IMPROVING YOUR RESILIENCE CAPABILITIES


New Operational Resilience requirements came into force 31 March 2022.  Firms should have produced their initial self-assessment documents.  

The regulators' aims are clear: to place firms into a state where they can anticipate, prevent, adapt, respond to, recover from and learn from operational disruptions. The self-assessment requirements however, are not so clear and regulatory guidance is sparse.

Most firms will now have produced their initial self-assessments, but regulators expect these to be improved over time and to show increasing sophistication of approach, in particular in the areas of process mapping and testing.

DO NOT BE TEMPTED TO AVOID REVIEWS!

Reviews should be less demanding than the initial assessment, but nonetheless will be demanding.

Note that reviews should be more frequent where:

  • You have new key suppliers
  • You have undergone structural change, rapid expansion or entry into new markets
  • New types of complaint or poor performance have highlighted concerns about resilience
  • You have new stakeholders to consider
  • Testing or operational incidents bring into question previously held assumptions

We are now in the crucial three-year transitional period. We are helping clients:

  • Review and improve their self-assessments
  • Ensure that their outsourcing and third party arrangements meet regulatory requirements and the expectations set out in the self-assessment
  • Make new applications for authorisation where they are producing self-assessments for the first time
  • Deal with client, audit and regulatory queries about their initial self-assessments
  • Put in place more demanding process testing frameworks and liaise more closely with their suppliers over joint testing frameworks

HELPFUL TOOLS

Our team of specialists, led by Steven Francis (ex-FCA and regulatory lawyer) and Jonathan Steward (ex-KPMG & Deloitte and a risk and compliance professional), are here to help with the demands of this new regulation. With a deep understanding of the issues we have created a proprietary decision analysis tool (DAT) as well as self-assessment templates and trackers. These resources will enable firms to identify their important business services, the internal and external resources required to deliver them, and crucially set their impact tolerances (the time-based metric indicating the maximum tolerable level of disruption to unimportant business service). Many of these are new concepts, raising complex definitional points. The onus is on firms to produce reasoned self-assessments of appropriate quality. AG can help.

▬▬▬▬▬▬

### Short exercise
Reproduce word for word the stretch of the operational resilience text from "The regulators' aims" through "will be demanding.".

### Recorded data
▬▬▬▬▬▬

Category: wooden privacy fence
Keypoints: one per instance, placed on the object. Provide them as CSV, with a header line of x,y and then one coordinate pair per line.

▬▬▬▬▬▬

### Task output
The regulators' aims are clear: to place firms into a state where they can anticipate, prevent, adapt, respond to, recover from and learn from operational disruptions. The self-assessment requirements however, are not so clear and regulatory guidance is sparse.

Most firms will now have produced their initial self-assessments, but regulators expect these to be improved over time and to show increasing sophistication of approach, in particular in the areas of process mapping and testing.

DO NOT BE TEMPTED TO AVOID REVIEWS!

Reviews should be less demanding than the initial assessment, but nonetheless will be demanding.